======== TEXT ========

Note that it is important that you *always* run your MPI executable using the mpirun/mpiexec that matches the MPI compiler wrappers used to build the program. Running, for example, a program compiled with Open MPI's mpicc command with MPICH2's mpirun command will not work.

More recent versions of MPICH2 use the Hydra process manager instead of mpd, which does not require the manual bootstrapping step. A newer version will be available shortly.

Matlab Jobs

You can also run Matlab jobs on a compute node, an example script to run a Matlab m-file is as:

#PBS -l nodes=1
#PBS -l walltime=00:10:00
#PBS -N MyJobName
matlab -nodisplay -r matlabScript

The m-file matlabScript should be in the search path of Matlab.

Jacket 1.6

The Ion cluster now has Jacket (GPU acceleration for Matlab) installed. To use it, you should add the following to your PBS job script:

export LD_LIBRARY_PATH=/usr/local/jacket/engine/lib64:$LD_LIBRARY_PATH

Note that this library path must be before the CUDA libary path in your LD_LIBRARY_PATH environment variable. For that reason, I would not recommend adding this to your shell profile unless you use the Ion cluster solely for Matlab jobs. You will also need to add the following line to your Matlab script:

addpath /usr/local/jacket/engine

Further documentation on Jacket is available on the Accelereyes wiki

Job Control

Checking the Status of Jobs and Queues

Another very useful Torque command is qstat, which provides information about jobs and queues. Below is a short list of several common usages of qstat:

  • 'qstat': Show all running, queued, and held jobs.

======== PROVIDED MATERIAL ========

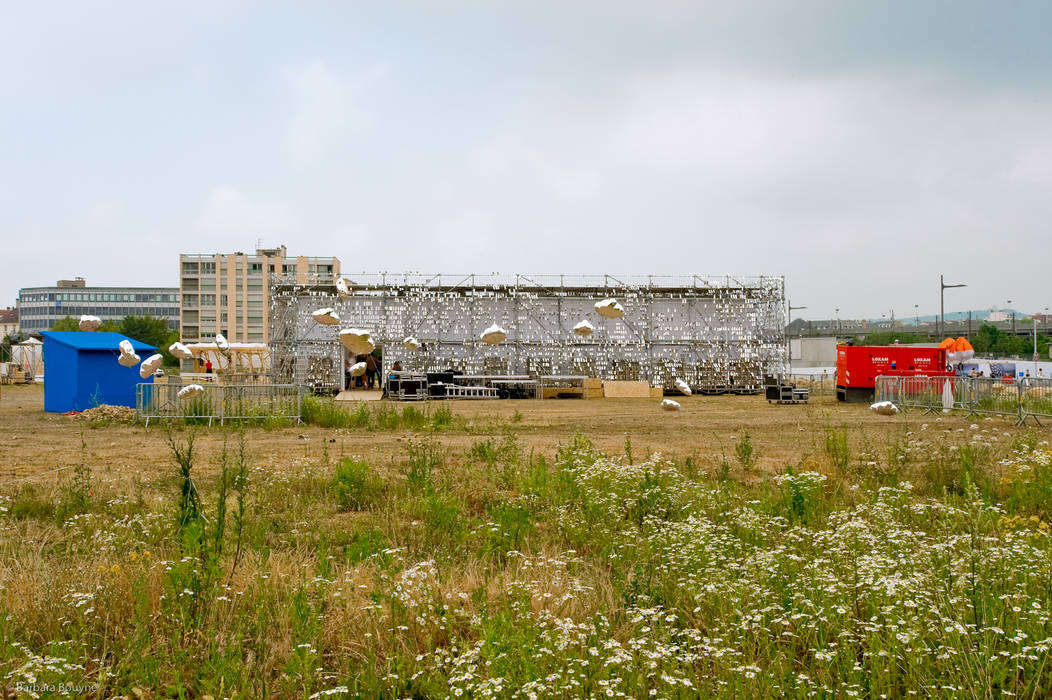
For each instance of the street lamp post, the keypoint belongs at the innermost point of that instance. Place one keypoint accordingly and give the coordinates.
(943, 286)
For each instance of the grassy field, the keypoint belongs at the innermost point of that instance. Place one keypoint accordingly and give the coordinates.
(555, 548)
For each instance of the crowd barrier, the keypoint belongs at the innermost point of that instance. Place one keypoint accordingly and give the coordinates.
(1026, 398)
(220, 402)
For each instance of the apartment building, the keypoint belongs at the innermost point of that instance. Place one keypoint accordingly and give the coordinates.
(39, 307)
(230, 294)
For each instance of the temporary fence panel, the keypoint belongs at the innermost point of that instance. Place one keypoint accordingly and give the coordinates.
(1025, 398)
(1035, 398)
(220, 402)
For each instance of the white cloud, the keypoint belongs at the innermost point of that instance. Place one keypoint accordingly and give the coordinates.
(229, 216)
(577, 185)
(102, 217)
(327, 111)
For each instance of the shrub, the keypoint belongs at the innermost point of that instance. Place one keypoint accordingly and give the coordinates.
(356, 486)
(743, 448)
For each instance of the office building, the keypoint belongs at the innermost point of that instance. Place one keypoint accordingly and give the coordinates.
(39, 307)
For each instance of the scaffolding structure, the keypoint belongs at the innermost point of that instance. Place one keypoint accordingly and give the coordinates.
(716, 333)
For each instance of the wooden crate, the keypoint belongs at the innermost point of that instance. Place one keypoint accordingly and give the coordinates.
(626, 390)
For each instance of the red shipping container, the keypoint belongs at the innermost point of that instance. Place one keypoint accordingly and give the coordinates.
(857, 367)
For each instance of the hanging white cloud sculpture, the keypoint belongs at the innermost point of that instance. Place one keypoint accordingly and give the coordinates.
(357, 340)
(326, 317)
(494, 335)
(609, 308)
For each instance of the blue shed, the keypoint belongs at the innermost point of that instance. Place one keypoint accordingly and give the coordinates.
(81, 371)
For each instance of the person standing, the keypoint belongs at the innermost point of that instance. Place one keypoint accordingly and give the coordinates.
(370, 371)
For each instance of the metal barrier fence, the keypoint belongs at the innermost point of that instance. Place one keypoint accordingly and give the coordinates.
(1025, 397)
(220, 402)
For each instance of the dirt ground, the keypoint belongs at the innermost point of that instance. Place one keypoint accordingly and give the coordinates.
(34, 443)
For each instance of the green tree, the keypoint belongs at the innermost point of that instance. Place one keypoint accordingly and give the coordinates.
(71, 323)
(153, 332)
(66, 323)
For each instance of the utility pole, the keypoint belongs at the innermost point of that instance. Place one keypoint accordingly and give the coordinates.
(943, 286)
(1035, 338)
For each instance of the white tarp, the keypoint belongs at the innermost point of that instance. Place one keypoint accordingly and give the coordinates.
(29, 356)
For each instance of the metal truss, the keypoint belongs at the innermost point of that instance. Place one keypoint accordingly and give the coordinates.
(715, 333)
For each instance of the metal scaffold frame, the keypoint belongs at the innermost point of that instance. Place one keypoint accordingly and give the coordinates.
(716, 333)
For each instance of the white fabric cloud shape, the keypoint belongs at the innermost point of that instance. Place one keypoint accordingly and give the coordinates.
(189, 390)
(326, 317)
(89, 322)
(357, 340)
(494, 335)
(180, 352)
(609, 308)
(150, 365)
(884, 408)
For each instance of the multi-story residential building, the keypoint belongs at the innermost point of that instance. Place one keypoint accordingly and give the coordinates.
(230, 294)
(39, 307)
(8, 321)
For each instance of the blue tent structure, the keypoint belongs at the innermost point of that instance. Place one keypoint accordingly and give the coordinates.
(81, 371)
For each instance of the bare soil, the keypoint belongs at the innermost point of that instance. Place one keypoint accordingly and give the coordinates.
(34, 442)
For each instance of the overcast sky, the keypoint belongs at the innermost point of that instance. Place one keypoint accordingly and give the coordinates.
(858, 148)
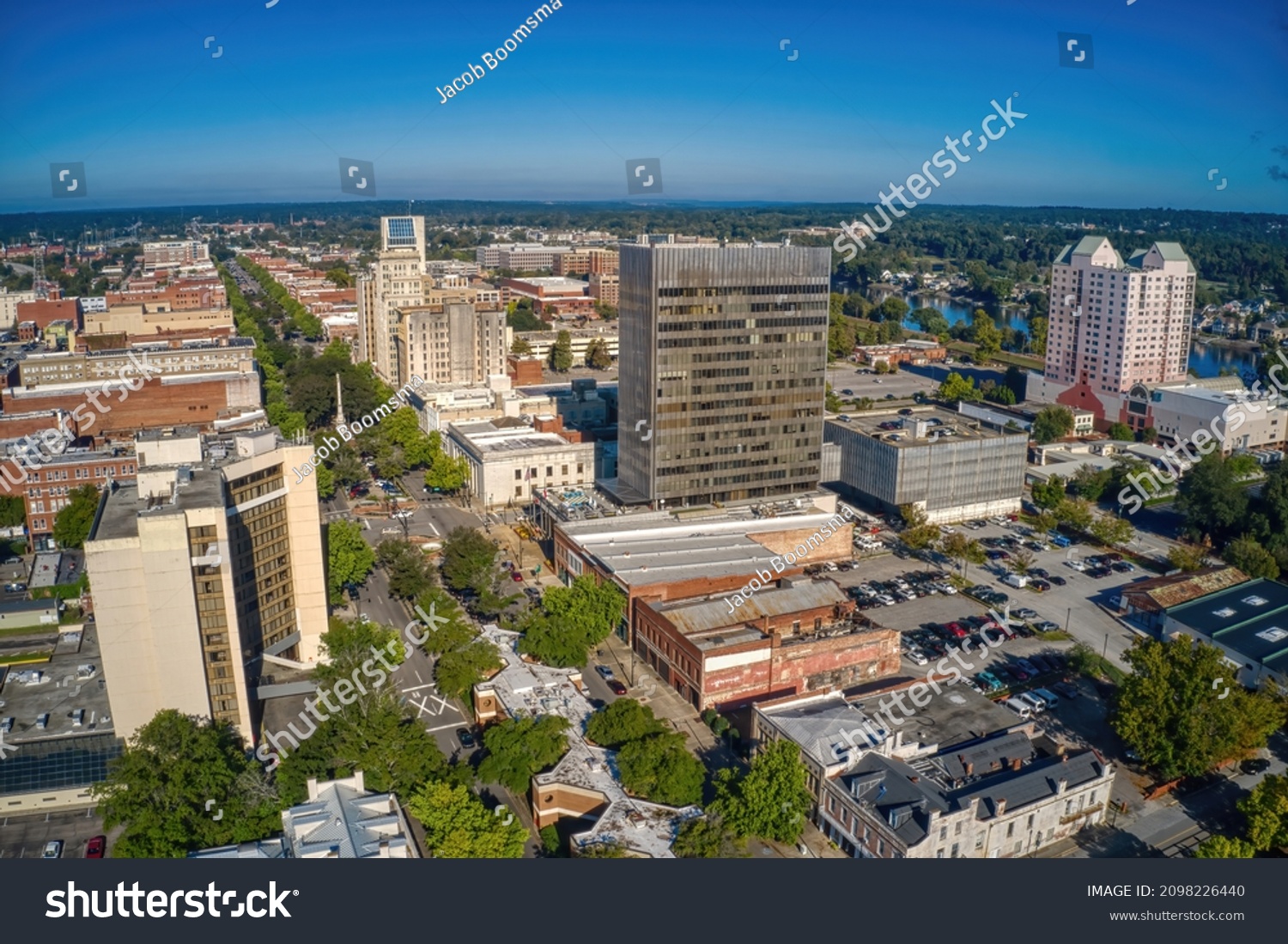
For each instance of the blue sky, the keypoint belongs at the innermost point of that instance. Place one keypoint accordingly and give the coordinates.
(1179, 87)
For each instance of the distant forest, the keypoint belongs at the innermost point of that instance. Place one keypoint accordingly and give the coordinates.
(1247, 253)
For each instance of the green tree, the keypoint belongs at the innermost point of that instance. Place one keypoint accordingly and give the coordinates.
(571, 622)
(1022, 560)
(1267, 813)
(409, 569)
(708, 837)
(621, 722)
(986, 335)
(1053, 423)
(468, 559)
(458, 825)
(930, 320)
(1212, 500)
(349, 557)
(561, 353)
(890, 332)
(1112, 531)
(598, 356)
(1224, 848)
(1048, 495)
(75, 519)
(958, 388)
(520, 747)
(159, 787)
(840, 339)
(965, 551)
(1187, 557)
(893, 309)
(770, 800)
(13, 510)
(1175, 712)
(1121, 430)
(1090, 482)
(661, 769)
(460, 670)
(1074, 513)
(1251, 557)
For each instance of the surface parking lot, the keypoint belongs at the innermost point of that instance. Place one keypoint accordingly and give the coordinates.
(1076, 606)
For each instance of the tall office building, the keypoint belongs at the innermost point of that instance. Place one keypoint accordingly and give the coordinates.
(1117, 324)
(394, 281)
(211, 562)
(724, 357)
(458, 337)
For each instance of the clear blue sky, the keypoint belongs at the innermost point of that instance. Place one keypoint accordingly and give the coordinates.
(1179, 87)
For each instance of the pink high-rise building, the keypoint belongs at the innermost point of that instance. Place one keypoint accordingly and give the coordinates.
(1117, 324)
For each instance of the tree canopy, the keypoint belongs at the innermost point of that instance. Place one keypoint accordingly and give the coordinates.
(458, 825)
(520, 747)
(349, 557)
(75, 519)
(1053, 423)
(468, 559)
(1184, 712)
(571, 621)
(770, 800)
(159, 787)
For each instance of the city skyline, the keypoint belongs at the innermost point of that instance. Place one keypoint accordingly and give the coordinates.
(159, 119)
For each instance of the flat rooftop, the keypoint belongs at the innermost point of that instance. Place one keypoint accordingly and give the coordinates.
(59, 691)
(943, 425)
(491, 441)
(696, 617)
(646, 547)
(120, 514)
(1249, 618)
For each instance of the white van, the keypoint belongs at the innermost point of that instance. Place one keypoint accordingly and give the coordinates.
(1018, 707)
(1051, 698)
(1033, 701)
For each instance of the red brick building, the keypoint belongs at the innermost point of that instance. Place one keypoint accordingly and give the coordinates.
(46, 311)
(793, 637)
(46, 484)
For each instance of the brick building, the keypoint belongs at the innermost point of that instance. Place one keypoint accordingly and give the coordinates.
(795, 637)
(48, 484)
(46, 311)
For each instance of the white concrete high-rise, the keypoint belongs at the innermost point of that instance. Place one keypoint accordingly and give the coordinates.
(1115, 324)
(396, 281)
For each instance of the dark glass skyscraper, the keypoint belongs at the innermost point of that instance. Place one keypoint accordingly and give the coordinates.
(721, 373)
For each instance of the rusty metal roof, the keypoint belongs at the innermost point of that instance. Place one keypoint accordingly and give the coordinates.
(1163, 593)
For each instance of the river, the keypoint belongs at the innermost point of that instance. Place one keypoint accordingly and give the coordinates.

========

**WHAT THIS EXERCISE ASKS**
1 > In the cluster job guide, what must the Jacket library path come before in the LD_LIBRARY_PATH environment variable?
2 > Carry on the cluster job guide from its final line.
The items have nothing to do with this work.

**SET OF ANSWERS**
1 > It must come before the CUDA library path.

2 >
  • 'qstat -a': Same as above, but provides more information about each job.
  • 'qstat -f': Same as above, but provide extremely verbose information about each job.
  • 'qstat jobid': same as 'qstat,' but show only the job with the specified ID.
  • 'qstat -f jobid': same as 'qstat -f,' but show detailed information only for the job with the specified ID.
  • 'qstat -q': List the Torque queues, showing the resource limits for each queue.
  • 'qstat -Q': List the Torque queues, showing job statistics for each queue.

Deleting Jobs

To delete a queued or running, job, use the qdel command followed by the job ID. For example, to cancel job number 1573, type:

[user@ion ~]$ qdel 1573

Additional Information on Torque

For details on more advanced usage of the Torque Resource Manager, consult the Torque Commands Overview.

File System Layout

Each compute node has the following local world-writable file systems:

  • /tmp
    • 15GB
    • Cleaned periodically and after every reboot
  • /scratch
    • 100GB
    • Not backed up
    • Not automatically cleaned. You should delete them manually when you're finished with them. You can use 'qsub -I -l host=in ' (where n=1...8) to get to the specific node where you have files stored.
    • Files in /scratch may be deleted at any time if /scratch gets too full.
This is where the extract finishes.